## Start Text to read
Rebellious singer/pianist draws Bay Area fans into an emotional labyrinth

by Michael D. Clark
Mercury News Staff Writer

Trying to decode the metaphoric riddles Tori Amos passes off as plain speech can make one feel like a mouse in a labyrinth: The path is confusing, but we've learned there will be a reward at the end.

The mouse has only a piece of cheddar to look forward to. But Amos delivers something with a bit more bite: tales of love, sex and betrayal that center on men -- tales with which many women can identify.

But though her lyrics border on the obsessive, Amos is the first to admit there is more to life than men.

"The idea of sex doesn't occur to me every minute of the day, if that's what people are wondering. Everything doesn't have to be about insertion," she says by phone from a San Diego stop on a tour that brings her to Oakland's Paramount Theatre on Thursday for a two-day gig and then to the Event Center at San Jose State University on July 14.

Maybe not, but it can't be denied that Amos rose to prominence two years ago, and has stayed there, by wearing her feelings, not on her sleeve but on her forehead -- emblazoned in neon letters. Strong female musicians who express the emotions of everywomen in their music aren't rare in the '90s; musical geniuses with world-class beauty and an ability to let the space in their musoc speak as eloquently as the words are.

While growing up in North Carolina, Amos, 32, listened to music ranging from Fats Waller and John Lennon, but it was classical prodigies like Mozart that she emulated early in her life. Amos started playing piano before age 3 and was composing music at 4. By the time she entered Baltimore's Peabody Conservatory, it seemed a career as a concert pianist was likely. Except for one problem: Amos' growing lack of interest in playing the classics.

By age 11, she had been expelled from the school and was moving toward her present persona as a rebel, independent soul and liberated woman. For years, her father, a Methodist preacher, chaperoned her around the Washington, D.C., and Baltimore gay-club circuits, where she performed until her first big pop-rock break came almost 10 years ago.
## End Text to read
## Start Records supplied
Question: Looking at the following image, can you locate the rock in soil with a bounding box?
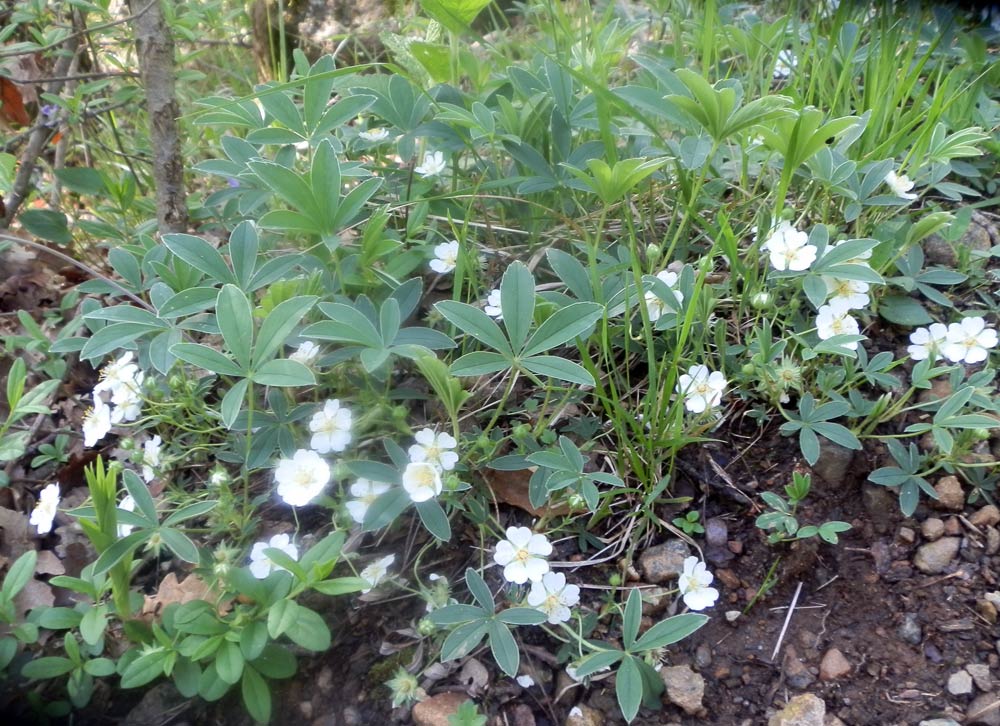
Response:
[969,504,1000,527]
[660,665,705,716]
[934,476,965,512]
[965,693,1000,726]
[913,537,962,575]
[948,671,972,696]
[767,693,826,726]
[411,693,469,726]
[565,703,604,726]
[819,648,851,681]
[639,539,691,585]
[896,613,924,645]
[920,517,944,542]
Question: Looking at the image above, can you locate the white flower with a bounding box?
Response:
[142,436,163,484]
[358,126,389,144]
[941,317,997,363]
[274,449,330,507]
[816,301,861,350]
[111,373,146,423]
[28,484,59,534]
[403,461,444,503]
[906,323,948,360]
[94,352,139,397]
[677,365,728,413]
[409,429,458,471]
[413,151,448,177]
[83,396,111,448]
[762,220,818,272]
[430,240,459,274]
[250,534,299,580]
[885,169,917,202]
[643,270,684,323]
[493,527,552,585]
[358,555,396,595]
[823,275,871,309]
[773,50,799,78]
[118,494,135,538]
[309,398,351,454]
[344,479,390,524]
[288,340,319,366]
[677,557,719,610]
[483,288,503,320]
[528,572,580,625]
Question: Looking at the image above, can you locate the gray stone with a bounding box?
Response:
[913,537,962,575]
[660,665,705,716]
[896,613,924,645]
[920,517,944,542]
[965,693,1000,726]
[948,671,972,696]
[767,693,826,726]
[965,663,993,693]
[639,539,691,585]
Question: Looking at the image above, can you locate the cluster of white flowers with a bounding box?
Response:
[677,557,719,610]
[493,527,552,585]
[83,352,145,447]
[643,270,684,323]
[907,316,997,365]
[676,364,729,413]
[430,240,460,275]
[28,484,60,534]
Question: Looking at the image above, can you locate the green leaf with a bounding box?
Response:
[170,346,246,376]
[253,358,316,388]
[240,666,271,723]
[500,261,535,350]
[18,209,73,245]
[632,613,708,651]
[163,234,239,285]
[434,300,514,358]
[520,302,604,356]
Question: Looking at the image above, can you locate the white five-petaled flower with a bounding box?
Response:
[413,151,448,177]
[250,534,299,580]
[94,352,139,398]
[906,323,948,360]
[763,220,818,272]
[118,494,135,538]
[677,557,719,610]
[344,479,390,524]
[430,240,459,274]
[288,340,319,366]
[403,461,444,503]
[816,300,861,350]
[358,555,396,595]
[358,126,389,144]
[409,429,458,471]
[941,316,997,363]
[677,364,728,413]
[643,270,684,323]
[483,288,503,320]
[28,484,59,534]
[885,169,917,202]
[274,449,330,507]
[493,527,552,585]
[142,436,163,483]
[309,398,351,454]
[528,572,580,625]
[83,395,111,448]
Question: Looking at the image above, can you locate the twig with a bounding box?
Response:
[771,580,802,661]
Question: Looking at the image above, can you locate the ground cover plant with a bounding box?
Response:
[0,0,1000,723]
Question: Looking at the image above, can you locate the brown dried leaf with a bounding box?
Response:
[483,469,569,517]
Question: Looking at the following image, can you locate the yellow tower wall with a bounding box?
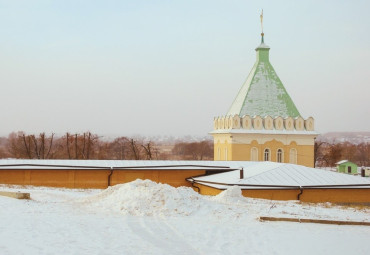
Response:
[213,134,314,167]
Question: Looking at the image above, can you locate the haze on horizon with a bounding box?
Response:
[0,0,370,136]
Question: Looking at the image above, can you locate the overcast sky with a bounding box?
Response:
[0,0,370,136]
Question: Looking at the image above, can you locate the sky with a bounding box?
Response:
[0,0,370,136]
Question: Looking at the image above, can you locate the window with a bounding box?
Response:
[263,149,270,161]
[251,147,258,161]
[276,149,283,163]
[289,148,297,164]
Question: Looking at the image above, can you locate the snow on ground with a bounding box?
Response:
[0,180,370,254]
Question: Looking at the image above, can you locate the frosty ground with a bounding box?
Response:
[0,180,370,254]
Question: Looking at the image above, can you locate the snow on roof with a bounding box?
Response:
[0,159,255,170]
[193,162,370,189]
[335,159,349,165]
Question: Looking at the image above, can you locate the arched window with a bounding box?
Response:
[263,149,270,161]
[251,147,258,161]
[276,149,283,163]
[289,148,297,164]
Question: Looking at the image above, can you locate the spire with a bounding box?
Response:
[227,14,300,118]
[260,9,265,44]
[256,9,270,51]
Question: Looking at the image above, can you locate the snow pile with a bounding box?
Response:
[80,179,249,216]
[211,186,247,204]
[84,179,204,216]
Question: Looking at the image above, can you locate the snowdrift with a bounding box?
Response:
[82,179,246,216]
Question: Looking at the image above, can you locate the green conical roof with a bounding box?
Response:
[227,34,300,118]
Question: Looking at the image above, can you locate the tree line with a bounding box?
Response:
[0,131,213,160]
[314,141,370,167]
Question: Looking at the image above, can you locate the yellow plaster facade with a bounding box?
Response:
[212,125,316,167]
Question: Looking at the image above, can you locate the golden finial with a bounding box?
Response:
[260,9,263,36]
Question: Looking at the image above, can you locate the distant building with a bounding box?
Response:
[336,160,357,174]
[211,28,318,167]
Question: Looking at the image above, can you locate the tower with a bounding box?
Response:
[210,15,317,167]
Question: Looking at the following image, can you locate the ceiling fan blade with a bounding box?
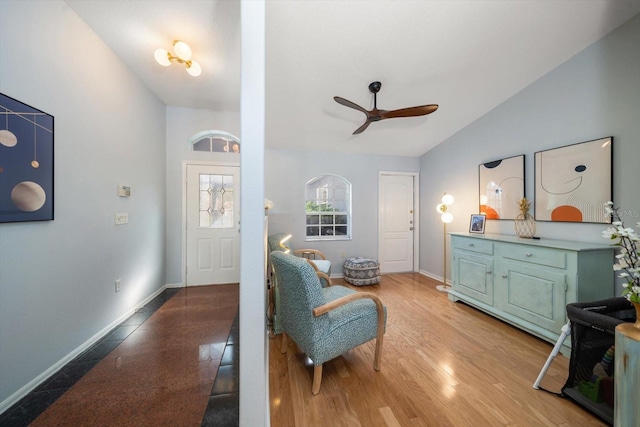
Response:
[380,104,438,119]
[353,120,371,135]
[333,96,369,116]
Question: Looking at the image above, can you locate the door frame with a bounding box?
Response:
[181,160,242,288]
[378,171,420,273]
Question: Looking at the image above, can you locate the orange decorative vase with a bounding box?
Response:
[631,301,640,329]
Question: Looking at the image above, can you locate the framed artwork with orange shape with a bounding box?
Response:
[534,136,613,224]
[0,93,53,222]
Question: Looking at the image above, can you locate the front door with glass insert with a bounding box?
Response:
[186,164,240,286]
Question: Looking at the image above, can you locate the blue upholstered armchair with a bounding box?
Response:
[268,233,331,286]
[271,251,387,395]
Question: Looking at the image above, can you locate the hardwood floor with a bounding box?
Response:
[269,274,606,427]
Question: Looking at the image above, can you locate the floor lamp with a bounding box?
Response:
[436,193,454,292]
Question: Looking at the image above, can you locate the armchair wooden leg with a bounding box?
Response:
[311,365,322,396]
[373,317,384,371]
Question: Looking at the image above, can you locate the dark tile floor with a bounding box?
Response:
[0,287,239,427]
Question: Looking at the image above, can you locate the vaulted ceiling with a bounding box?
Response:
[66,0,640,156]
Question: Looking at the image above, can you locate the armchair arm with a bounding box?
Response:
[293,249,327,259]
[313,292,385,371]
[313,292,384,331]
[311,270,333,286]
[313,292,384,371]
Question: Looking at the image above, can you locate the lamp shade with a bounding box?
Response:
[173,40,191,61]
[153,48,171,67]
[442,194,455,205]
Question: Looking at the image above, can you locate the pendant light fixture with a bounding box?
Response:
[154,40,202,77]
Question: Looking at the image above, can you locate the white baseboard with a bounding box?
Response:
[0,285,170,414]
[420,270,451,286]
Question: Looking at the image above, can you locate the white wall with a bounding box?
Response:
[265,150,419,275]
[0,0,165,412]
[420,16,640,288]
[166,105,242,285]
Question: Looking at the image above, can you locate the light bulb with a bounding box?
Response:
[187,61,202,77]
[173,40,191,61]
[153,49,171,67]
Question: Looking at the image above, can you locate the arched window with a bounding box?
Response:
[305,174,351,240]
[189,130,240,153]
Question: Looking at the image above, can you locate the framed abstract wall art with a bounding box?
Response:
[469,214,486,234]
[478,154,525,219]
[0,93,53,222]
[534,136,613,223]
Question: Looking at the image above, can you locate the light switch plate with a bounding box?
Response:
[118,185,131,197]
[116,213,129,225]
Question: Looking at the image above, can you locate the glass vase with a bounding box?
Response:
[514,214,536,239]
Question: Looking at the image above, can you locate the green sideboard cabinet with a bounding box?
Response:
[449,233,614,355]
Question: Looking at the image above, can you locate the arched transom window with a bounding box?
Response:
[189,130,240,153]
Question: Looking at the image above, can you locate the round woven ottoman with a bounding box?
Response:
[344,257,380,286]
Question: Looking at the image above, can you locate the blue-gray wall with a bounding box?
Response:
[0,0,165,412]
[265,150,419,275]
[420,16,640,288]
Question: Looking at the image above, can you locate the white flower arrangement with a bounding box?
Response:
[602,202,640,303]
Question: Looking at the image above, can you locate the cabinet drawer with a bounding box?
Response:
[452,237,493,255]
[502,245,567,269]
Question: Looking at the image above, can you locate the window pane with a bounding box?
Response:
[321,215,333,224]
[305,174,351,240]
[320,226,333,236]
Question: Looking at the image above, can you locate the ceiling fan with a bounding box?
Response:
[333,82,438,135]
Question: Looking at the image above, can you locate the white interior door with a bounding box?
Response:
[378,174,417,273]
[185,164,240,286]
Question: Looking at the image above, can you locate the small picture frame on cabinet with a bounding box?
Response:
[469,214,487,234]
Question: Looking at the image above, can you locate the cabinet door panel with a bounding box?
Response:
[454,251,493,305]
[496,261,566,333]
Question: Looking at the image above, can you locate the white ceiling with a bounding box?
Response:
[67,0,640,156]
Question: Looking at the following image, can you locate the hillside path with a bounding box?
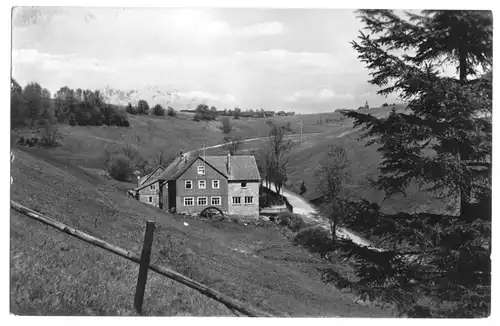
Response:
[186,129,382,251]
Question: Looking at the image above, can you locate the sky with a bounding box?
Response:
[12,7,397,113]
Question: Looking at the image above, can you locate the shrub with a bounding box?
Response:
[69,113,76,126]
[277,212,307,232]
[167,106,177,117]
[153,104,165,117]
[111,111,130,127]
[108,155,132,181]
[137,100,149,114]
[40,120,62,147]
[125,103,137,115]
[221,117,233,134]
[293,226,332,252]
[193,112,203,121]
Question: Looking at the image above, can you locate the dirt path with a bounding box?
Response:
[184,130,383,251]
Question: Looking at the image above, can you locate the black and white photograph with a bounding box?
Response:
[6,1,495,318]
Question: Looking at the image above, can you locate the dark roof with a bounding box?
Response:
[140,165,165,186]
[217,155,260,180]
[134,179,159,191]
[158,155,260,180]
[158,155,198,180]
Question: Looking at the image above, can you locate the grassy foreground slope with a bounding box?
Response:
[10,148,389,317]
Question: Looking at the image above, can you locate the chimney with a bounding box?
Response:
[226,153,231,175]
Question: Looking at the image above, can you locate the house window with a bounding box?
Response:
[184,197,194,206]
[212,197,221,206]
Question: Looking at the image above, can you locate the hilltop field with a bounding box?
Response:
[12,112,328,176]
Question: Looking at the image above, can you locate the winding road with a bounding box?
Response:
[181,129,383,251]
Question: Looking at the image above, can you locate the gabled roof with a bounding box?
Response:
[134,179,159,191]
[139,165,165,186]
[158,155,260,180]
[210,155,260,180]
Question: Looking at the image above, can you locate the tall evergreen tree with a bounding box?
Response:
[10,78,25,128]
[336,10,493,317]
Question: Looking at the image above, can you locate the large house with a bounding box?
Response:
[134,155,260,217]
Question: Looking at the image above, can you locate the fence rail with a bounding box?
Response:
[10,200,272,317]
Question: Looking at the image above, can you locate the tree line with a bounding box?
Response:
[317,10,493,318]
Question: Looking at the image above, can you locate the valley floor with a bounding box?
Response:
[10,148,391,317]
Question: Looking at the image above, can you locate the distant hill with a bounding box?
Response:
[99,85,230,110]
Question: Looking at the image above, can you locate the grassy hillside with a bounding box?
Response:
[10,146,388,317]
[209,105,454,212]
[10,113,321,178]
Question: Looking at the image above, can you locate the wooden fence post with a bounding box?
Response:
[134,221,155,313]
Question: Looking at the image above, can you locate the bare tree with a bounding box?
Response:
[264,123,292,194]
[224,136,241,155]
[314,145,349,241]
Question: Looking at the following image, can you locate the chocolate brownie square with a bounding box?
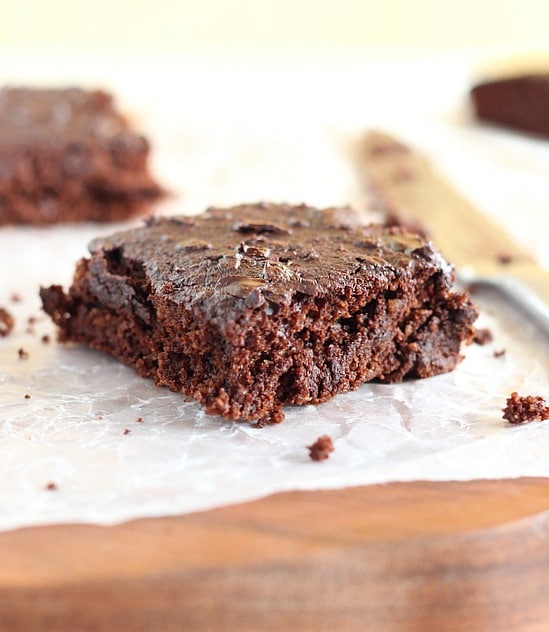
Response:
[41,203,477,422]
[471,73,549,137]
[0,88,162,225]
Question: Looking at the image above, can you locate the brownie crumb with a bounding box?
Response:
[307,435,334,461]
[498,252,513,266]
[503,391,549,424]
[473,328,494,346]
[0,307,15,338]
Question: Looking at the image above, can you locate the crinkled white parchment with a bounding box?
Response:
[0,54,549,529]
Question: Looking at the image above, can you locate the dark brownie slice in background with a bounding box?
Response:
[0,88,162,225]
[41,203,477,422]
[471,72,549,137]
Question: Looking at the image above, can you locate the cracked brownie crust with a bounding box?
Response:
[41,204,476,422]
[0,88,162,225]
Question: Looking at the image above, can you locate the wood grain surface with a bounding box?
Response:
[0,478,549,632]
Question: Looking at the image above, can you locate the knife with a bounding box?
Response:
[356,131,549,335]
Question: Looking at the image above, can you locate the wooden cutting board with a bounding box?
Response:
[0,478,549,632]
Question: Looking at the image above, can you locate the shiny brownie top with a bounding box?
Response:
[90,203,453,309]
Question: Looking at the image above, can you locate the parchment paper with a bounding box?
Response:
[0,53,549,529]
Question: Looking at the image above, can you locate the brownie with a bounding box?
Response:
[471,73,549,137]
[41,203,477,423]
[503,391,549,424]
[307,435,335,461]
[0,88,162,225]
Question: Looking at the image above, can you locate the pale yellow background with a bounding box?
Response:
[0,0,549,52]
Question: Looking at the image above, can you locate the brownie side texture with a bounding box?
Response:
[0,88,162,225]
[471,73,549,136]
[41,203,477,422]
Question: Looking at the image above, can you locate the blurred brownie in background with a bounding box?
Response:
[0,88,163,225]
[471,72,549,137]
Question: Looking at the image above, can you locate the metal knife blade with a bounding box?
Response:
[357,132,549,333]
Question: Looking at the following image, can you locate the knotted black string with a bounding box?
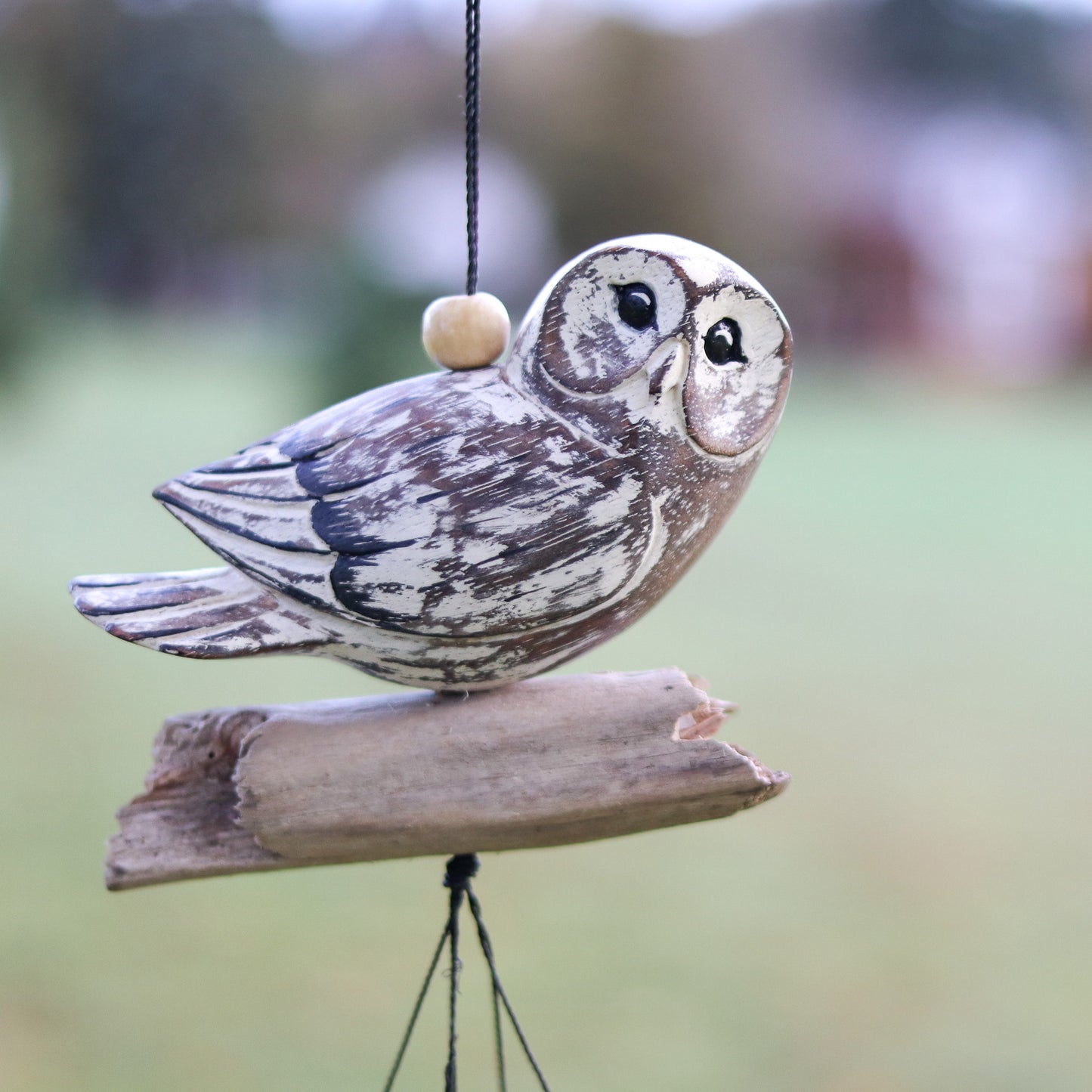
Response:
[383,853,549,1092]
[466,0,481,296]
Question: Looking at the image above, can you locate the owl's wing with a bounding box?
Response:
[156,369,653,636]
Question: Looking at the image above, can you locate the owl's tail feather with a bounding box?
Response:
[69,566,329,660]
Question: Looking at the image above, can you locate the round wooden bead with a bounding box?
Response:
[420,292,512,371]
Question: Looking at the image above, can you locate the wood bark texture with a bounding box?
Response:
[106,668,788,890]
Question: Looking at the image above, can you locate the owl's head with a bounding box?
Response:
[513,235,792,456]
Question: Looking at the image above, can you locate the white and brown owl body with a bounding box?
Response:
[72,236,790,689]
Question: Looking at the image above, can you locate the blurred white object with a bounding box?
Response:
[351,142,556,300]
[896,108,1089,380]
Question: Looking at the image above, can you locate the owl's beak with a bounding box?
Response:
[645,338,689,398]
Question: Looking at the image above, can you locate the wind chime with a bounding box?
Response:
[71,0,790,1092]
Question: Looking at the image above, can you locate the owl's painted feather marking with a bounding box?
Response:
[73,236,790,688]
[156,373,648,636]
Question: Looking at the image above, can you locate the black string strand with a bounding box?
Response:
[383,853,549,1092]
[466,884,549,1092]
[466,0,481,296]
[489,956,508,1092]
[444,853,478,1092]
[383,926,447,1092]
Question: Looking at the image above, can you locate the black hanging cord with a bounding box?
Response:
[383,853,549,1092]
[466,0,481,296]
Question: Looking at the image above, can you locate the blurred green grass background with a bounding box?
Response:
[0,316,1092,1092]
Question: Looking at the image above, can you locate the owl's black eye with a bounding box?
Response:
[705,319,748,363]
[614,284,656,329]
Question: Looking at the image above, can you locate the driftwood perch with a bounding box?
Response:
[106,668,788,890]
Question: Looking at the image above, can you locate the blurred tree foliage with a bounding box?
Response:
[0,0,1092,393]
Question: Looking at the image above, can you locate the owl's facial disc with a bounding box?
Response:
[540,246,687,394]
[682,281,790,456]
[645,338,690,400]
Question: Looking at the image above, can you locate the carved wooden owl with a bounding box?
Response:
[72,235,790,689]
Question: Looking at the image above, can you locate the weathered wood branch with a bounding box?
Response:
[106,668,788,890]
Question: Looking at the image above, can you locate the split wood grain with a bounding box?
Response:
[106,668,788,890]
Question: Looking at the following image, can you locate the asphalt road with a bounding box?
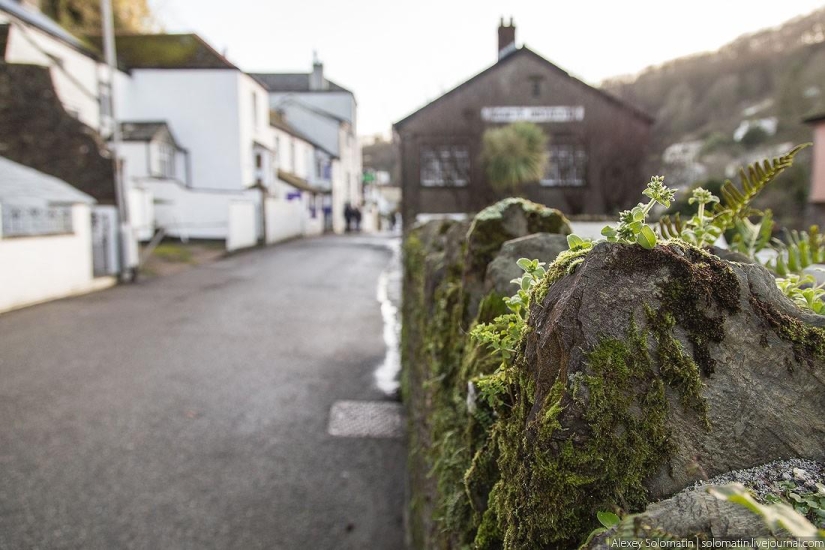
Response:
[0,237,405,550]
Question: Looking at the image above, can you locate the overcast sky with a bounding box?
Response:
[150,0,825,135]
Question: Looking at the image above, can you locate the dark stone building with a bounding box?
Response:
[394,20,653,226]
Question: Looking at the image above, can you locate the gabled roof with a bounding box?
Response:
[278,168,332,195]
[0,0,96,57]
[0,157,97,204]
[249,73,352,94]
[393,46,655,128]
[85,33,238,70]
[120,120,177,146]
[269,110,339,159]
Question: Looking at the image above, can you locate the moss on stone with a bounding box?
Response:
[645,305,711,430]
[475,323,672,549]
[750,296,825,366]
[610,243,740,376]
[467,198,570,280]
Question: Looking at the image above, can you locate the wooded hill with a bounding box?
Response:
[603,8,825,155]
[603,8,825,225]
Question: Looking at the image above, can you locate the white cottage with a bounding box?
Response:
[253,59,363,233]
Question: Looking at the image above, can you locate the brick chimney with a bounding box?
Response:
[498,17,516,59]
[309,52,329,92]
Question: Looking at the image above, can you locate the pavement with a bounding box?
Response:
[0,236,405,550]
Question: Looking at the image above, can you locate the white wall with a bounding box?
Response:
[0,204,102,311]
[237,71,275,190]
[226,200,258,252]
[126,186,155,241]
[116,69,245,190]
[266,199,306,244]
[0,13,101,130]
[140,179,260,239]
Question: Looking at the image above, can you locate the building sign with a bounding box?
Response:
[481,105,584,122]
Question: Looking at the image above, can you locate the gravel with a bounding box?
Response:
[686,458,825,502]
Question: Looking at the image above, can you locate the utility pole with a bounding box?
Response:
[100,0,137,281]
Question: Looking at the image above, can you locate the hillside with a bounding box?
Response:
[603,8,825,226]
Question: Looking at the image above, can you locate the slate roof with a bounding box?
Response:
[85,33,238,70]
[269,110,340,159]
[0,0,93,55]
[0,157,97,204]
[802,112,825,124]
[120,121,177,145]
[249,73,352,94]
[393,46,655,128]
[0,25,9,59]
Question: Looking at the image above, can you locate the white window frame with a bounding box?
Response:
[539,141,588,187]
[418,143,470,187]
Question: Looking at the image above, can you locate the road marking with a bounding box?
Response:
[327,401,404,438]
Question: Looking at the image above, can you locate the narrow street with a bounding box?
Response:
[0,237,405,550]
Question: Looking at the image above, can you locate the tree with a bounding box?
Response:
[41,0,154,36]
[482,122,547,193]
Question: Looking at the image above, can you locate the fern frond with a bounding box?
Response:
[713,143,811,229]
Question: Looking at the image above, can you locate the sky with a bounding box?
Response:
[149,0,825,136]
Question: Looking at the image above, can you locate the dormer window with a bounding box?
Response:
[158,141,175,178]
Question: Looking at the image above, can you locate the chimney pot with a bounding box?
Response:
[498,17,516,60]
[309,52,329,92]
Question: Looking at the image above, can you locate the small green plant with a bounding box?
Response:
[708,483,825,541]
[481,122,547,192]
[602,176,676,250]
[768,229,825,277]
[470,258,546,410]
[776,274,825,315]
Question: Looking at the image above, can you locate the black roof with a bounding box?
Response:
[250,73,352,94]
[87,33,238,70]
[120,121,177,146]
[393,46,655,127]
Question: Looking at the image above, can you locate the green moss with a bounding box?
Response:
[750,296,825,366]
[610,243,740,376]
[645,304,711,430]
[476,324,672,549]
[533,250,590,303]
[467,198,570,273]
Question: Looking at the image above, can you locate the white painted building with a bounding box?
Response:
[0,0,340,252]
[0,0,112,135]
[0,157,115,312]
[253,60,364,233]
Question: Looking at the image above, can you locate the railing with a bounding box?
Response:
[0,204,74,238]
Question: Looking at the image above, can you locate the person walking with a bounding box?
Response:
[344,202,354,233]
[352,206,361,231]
## End Records supplied
## Jobs:
**1)** Could you rewrite the Tori Amos profile starting with "Trying to decode" and going on through "on July 14.", putting "maze" wherever "labyrinth" appears?
**2)** Can you carry on the Tori Amos profile from its last sentence?

## Task results:
**1)**
Trying to decode the metaphoric riddles Tori Amos passes off as plain speech can make one feel like a mouse in a maze: The path is confusing, but we've learned there will be a reward at the end.

The mouse has only a piece of cheddar to look forward to. But Amos delivers something with a bit more bite: tales of love, sex and betrayal that center on men -- tales with which many women can identify.

But though her lyrics border on the obsessive, Amos is the first to admit there is more to life than men.

"The idea of sex doesn't occur to me every minute of the day, if that's what people are wondering. Everything doesn't have to be about insertion," she says by phone from a San Diego stop on a tour that brings her to Oakland's Paramount Theatre on Thursday for a two-day gig and then to the Event Center at San Jose State University on July 14.

**2)**
"Y Kant Tori Read?" was a candy-pop project that, if she had quit then, would have rated her a footnote alongside Tiffany and Martika as pop flavor of the month. But Amos didn't stop; she stripped down her act and refocused it on what she knew best: the piano and her own experiences.

It was four years ago that Amos showed the first indication of what she could do as a solo artist. She reached into a closetful of anxieties and put what she found there into her music. Her debut solo album, "Little Earthquakes," displayed a shy, not particularly outspoken Amos singing about vulnerability, feminism and lust.

The album was a critical success. The tracks "Silent All These Years," "Crucify" and "Winter" helped fuel album sales of 2 million, many of them to newer fans who have gone back recently to find the disc. Each song hinted at what was to come, but it was the "Me and a Gun" track, detailing her own tragic rape experience, that demonstrated the exhaustive depths to which Amos would go to express herself.

Then in 1994, "Under the Pink" revealed a more focused Amos and brought her sudden and immediate fame. Cries that seemed scattershot on "Little Earthquakes" were carefully aimed here -- on finding her place in this world and achieving full equality between women and men. In "God," she confronts Him directly, asking: "Do you need a woman to take care of you?"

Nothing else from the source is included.